══ PAGE

This summit must therefore commit more resources towards social improvement programmes in health, education, water and sanitation, environmental degradation, infrastructure development and access to affordable energy.

Sustainable development is unlikely to be achieved in Africa given the current levels of external debt, declining official development assistance and foreign direct investment flows.

The highly indebted poor countries initiative is a positive step towards alleviating the debt burden, which is responsible for massive outflows of scarce development resources from developing nations. Unfortunately however, many highly indebted countries, including Kenya, do not benefit from this initiative. I, therefore, call for the review of the eligibility criteria under this initiative and propose that countries facing high levels of poverty and debt burdens qualify for debt relief.

Concerted efforts must be directed towards the full integration of developing countries into an effective participation in the global financial and trading systems.

I urge this summit to building on the momentum achieved in Doha, Monterrey and the Millennium Summit to ensure an equitable and transparent multilateral trading system.

Developing countries must be given full access to the markets in the North. At the same time, developed countries should endeavour to meet internationally agreed target of 0.7% of their official development assistance over the next five years.

Although globalization has potential for diverse opportunities, its benefits are unevenly distributed. Its costs are borne by all while its benefits and opportunities are concentrated in a small number of countries in the North. It is therefore, imperative that this conference should address the challenge of attaining sustainable development in a globalising world.

════

- JOB 1: Could you arrange the stretch of the records from the line containing "Draw the outline of every instance of the shopper" through the line containing "121], [297, 124]]" as a numbered list, leaving out any blank lines?

══ MATERIAL SHOWN

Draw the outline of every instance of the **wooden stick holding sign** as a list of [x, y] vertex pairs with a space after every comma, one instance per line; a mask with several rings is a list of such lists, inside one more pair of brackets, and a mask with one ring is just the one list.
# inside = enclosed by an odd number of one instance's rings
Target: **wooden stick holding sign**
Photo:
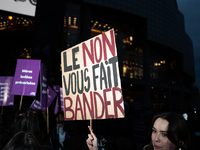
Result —
[[47, 107], [47, 134], [49, 134], [49, 107]]
[[1, 106], [1, 115], [3, 115], [3, 105]]

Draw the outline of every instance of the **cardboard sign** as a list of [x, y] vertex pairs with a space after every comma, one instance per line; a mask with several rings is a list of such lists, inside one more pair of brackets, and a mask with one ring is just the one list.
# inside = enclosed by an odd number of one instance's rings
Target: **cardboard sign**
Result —
[[11, 94], [36, 96], [39, 71], [40, 60], [18, 59]]
[[[60, 104], [59, 104], [59, 100], [60, 100]], [[58, 113], [59, 106], [60, 106], [60, 108], [61, 108], [61, 111], [64, 111], [64, 109], [63, 109], [63, 90], [62, 90], [61, 87], [60, 87], [60, 99], [59, 99], [59, 97], [57, 96], [56, 105], [55, 105], [55, 109], [54, 109], [54, 114], [57, 114], [57, 113]]]
[[41, 103], [38, 100], [34, 100], [30, 106], [31, 109], [41, 109]]
[[65, 120], [123, 118], [114, 30], [61, 53]]
[[47, 107], [47, 66], [41, 63], [40, 69], [40, 103], [41, 108], [45, 109]]
[[47, 103], [47, 107], [49, 107], [51, 105], [51, 103], [53, 102], [53, 100], [55, 99], [57, 93], [50, 87], [48, 86], [49, 89], [49, 96], [48, 96], [48, 103]]
[[11, 95], [13, 77], [0, 77], [0, 106], [13, 106], [14, 95]]

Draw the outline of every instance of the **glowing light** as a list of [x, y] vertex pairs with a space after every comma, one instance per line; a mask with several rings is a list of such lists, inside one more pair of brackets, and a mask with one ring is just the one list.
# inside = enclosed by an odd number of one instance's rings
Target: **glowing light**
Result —
[[13, 17], [12, 17], [12, 16], [8, 16], [8, 19], [9, 19], [9, 20], [12, 20], [12, 19], [13, 19]]

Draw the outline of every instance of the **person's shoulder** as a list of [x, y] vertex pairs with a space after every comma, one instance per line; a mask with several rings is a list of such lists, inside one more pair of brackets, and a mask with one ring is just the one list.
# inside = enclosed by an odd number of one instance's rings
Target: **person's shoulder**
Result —
[[149, 145], [145, 145], [144, 147], [143, 147], [143, 150], [147, 150], [147, 147], [148, 147]]

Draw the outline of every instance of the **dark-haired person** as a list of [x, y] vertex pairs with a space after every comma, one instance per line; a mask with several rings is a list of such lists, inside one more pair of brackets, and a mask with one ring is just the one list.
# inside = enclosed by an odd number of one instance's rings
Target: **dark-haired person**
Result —
[[6, 144], [3, 150], [42, 150], [31, 132], [20, 131]]
[[53, 150], [46, 124], [46, 116], [42, 110], [22, 109], [15, 115], [11, 137], [20, 131], [31, 132], [44, 150]]
[[173, 112], [154, 116], [151, 142], [144, 150], [191, 150], [190, 133], [185, 119]]
[[[166, 112], [154, 116], [151, 129], [151, 142], [144, 150], [192, 149], [187, 122], [177, 113]], [[97, 138], [93, 132], [88, 135], [86, 143], [90, 150], [98, 150]]]

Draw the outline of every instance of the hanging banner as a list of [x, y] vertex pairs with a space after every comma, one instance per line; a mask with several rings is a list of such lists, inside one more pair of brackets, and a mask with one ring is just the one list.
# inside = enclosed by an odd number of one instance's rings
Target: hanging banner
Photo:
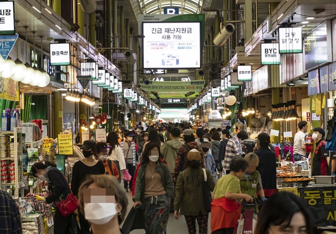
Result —
[[72, 134], [58, 134], [58, 154], [66, 155], [74, 154]]
[[320, 93], [326, 93], [328, 91], [328, 66], [320, 68]]
[[277, 43], [264, 43], [261, 46], [261, 65], [280, 64], [280, 54]]
[[0, 1], [0, 35], [14, 35], [15, 21], [14, 1]]
[[304, 36], [306, 70], [333, 62], [331, 24], [325, 21]]
[[106, 130], [105, 129], [97, 129], [96, 132], [96, 142], [106, 142]]
[[319, 70], [317, 69], [308, 72], [308, 95], [320, 94]]
[[0, 77], [0, 99], [19, 101], [19, 82]]
[[252, 80], [252, 67], [249, 66], [238, 66], [238, 81], [251, 81]]
[[328, 79], [328, 91], [333, 91], [336, 90], [336, 63], [330, 64], [328, 66], [329, 76]]
[[205, 80], [192, 81], [154, 81], [146, 85], [140, 81], [141, 89], [145, 92], [200, 92], [204, 88]]
[[302, 28], [279, 28], [279, 49], [280, 54], [302, 53]]

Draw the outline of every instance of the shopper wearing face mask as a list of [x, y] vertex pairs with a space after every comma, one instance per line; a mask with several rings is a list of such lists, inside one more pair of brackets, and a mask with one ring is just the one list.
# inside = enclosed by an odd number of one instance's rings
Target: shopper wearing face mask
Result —
[[146, 233], [165, 234], [170, 201], [174, 198], [174, 182], [168, 167], [159, 158], [160, 146], [146, 145], [136, 177], [133, 207], [144, 210]]
[[[37, 163], [32, 166], [33, 175], [42, 181], [46, 181], [49, 195], [45, 198], [40, 197], [40, 200], [50, 204], [54, 201], [61, 201], [71, 193], [69, 184], [66, 179], [56, 167], [50, 162], [44, 163]], [[64, 217], [57, 207], [55, 208], [54, 215], [54, 234], [68, 233], [71, 222], [71, 215]]]
[[[100, 199], [95, 202], [97, 194], [105, 196], [106, 201]], [[80, 188], [78, 195], [79, 209], [91, 224], [93, 234], [123, 233], [119, 226], [127, 214], [128, 201], [125, 190], [113, 176], [88, 176]]]
[[312, 176], [328, 175], [329, 165], [329, 151], [326, 149], [324, 136], [326, 132], [321, 128], [314, 129], [312, 137], [316, 143], [313, 162]]
[[298, 131], [294, 136], [294, 148], [293, 156], [295, 161], [300, 161], [301, 158], [306, 157], [306, 142], [305, 138], [308, 125], [307, 122], [301, 121], [297, 124]]
[[98, 142], [96, 144], [96, 153], [94, 154], [94, 157], [96, 159], [98, 159], [104, 164], [106, 171], [105, 174], [113, 175], [116, 177], [117, 180], [119, 180], [119, 171], [117, 166], [112, 160], [107, 158], [108, 149], [111, 147], [111, 146], [108, 146], [106, 143], [103, 141]]
[[[81, 149], [83, 151], [84, 159], [75, 163], [72, 168], [71, 191], [76, 197], [80, 186], [88, 175], [104, 174], [105, 173], [103, 163], [94, 159], [93, 157], [96, 150], [96, 142], [93, 140], [85, 140]], [[84, 215], [80, 211], [78, 213], [81, 234], [91, 234], [90, 225], [85, 219]]]
[[133, 140], [135, 135], [131, 131], [126, 131], [124, 134], [125, 140], [120, 142], [120, 146], [124, 152], [124, 157], [127, 163], [126, 167], [129, 174], [132, 176], [130, 181], [124, 181], [124, 187], [126, 192], [128, 188], [131, 191], [133, 189], [133, 177], [134, 174], [135, 162], [136, 160], [136, 145]]

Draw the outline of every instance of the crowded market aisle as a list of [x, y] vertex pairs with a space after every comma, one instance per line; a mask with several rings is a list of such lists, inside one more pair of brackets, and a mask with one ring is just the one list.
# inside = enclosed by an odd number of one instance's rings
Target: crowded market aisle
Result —
[[[126, 193], [127, 197], [128, 199], [128, 205], [127, 207], [127, 213], [130, 210], [133, 202], [132, 201], [132, 193], [128, 192]], [[211, 213], [209, 214], [209, 219], [208, 221], [208, 230], [209, 233], [211, 233], [210, 228], [210, 220], [211, 219]], [[121, 225], [122, 227], [123, 225]], [[198, 226], [196, 225], [197, 232], [198, 233]], [[143, 234], [145, 230], [134, 230], [131, 232], [131, 234]], [[183, 215], [179, 215], [178, 220], [174, 218], [174, 214], [170, 213], [169, 215], [169, 221], [167, 226], [167, 233], [182, 234], [188, 233], [188, 228], [185, 223], [185, 220]], [[54, 227], [52, 226], [48, 231], [48, 234], [54, 234]]]

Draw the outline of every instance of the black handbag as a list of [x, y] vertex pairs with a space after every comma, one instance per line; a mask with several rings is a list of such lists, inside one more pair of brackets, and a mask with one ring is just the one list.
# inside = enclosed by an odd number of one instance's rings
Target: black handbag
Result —
[[207, 180], [208, 178], [207, 176], [207, 171], [206, 169], [203, 169], [203, 173], [204, 174], [204, 181], [202, 181], [202, 190], [203, 193], [203, 200], [204, 201], [204, 205], [206, 207], [206, 210], [208, 212], [211, 212], [211, 202], [212, 202], [212, 198], [211, 196], [211, 193], [209, 186], [208, 185]]

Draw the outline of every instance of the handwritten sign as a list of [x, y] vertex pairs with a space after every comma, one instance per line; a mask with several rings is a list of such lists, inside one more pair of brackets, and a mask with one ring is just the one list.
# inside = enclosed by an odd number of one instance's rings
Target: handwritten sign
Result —
[[96, 142], [106, 142], [106, 130], [105, 129], [96, 129]]
[[74, 154], [72, 134], [58, 134], [58, 153], [66, 155]]

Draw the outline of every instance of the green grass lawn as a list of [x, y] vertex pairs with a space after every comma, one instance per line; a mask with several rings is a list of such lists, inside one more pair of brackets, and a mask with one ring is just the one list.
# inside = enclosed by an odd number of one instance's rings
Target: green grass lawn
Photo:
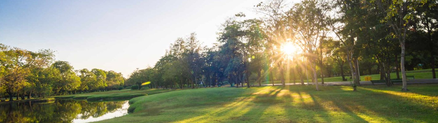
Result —
[[438, 84], [188, 89], [134, 98], [99, 123], [437, 123]]
[[112, 100], [131, 98], [136, 97], [153, 95], [157, 93], [175, 91], [176, 90], [162, 89], [147, 89], [144, 90], [125, 89], [120, 91], [111, 91], [95, 92], [55, 97], [59, 98], [73, 98], [87, 100]]
[[[430, 79], [432, 78], [432, 70], [431, 69], [426, 69], [426, 70], [412, 70], [408, 71], [406, 72], [406, 76], [414, 76], [415, 77], [415, 79]], [[365, 81], [365, 77], [366, 76], [371, 76], [372, 80], [379, 80], [380, 79], [380, 74], [373, 74], [371, 75], [364, 75], [360, 76], [360, 80]], [[310, 78], [311, 77], [309, 76]], [[400, 77], [402, 77], [402, 73], [400, 73]], [[391, 78], [395, 79], [397, 78], [397, 75], [396, 73], [391, 73]], [[350, 79], [350, 76], [345, 77], [345, 78], [347, 79]], [[300, 83], [300, 81], [299, 78], [298, 80], [295, 80], [295, 82]], [[306, 80], [306, 78], [304, 78], [304, 83], [307, 82]], [[321, 79], [318, 79], [318, 81], [321, 82]], [[324, 78], [324, 82], [332, 82], [332, 81], [342, 81], [342, 77], [327, 77]], [[349, 82], [349, 81], [348, 81]], [[293, 83], [293, 81], [285, 81], [286, 83]], [[309, 82], [312, 82], [311, 80], [309, 80]], [[281, 81], [274, 81], [274, 83], [275, 84], [281, 84]], [[254, 85], [258, 85], [258, 83], [252, 83]], [[265, 81], [264, 82], [261, 83], [261, 84], [272, 84], [272, 82], [270, 81]]]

════

- JOB 2: What might come next in the speech on sustainable development and debt in Africa? Continue it from where it stops.

- EXERCISE RESPONSE 1:
1. Draw the outline of every instance of the shopper wearing face mask as a list of [x, y] vertex pairs with a space after every comma, one instance per line; a mask with several rings is a list of such lists, inside one more pair of brackets, and a mask with one ring is just the one list.
2. # inside = enclosed by an odd number of one instance's rings
3. Target: shopper wearing face mask
4. Result —
5. [[146, 233], [165, 234], [170, 201], [174, 198], [174, 182], [168, 167], [159, 158], [160, 146], [146, 145], [136, 177], [133, 207], [144, 210]]
6. [[[37, 163], [32, 166], [33, 175], [42, 181], [46, 181], [49, 195], [45, 198], [40, 197], [40, 200], [50, 204], [54, 201], [61, 201], [71, 193], [69, 184], [66, 179], [56, 167], [50, 162], [44, 163]], [[64, 217], [57, 207], [55, 208], [54, 215], [54, 234], [68, 233], [71, 222], [71, 215]]]
7. [[[100, 199], [95, 202], [97, 194], [105, 196], [106, 201]], [[80, 188], [78, 195], [79, 209], [91, 224], [93, 234], [123, 233], [119, 226], [127, 214], [128, 201], [125, 190], [113, 176], [88, 176]]]
8. [[312, 176], [328, 175], [329, 165], [329, 151], [326, 149], [324, 136], [326, 132], [321, 128], [314, 129], [312, 137], [316, 143], [313, 162]]
9. [[298, 131], [294, 136], [294, 148], [293, 156], [295, 161], [300, 161], [301, 158], [306, 157], [306, 142], [305, 138], [308, 125], [307, 122], [301, 121], [297, 124]]

- EXERCISE RESPONSE 2:
Globalization must be channelled into a positive force for all peoples of the world. Resource mobilization through development initiatives should therefore occupy the centre stage to liberate Africa from poverty and underdevelopment.

This conference must put in place an effective institutional framework which would ensure the timely implementation of the Plan of Action.

In this regard, there is need to strengthen the existing United Nations Agencies, especially UNEP and HABITAT, the two key institutions for the co-ordination of sustainable development initiative. They should be provided with adequate and predictable resources to enable them carry out their mandate fully and effectively.

I wish to conclude by challenging this summit to demonstrate greater commitment to address the development priorities identified in previous conferences. This conference must make a difference.

It is my sincere hope that we shall endeavour to rise above national interests and direct our efforts towards tackling the numerous problems that face our planet. It is only by doing so that we can guarantee the continued survival of the human race and all life forms on planet earth.
Let us not lose an opportune moment to build a new ethic of global stewardship. Let us seize the opportunity to make the planet earth a better habitat for the present and future generations.

Thank you.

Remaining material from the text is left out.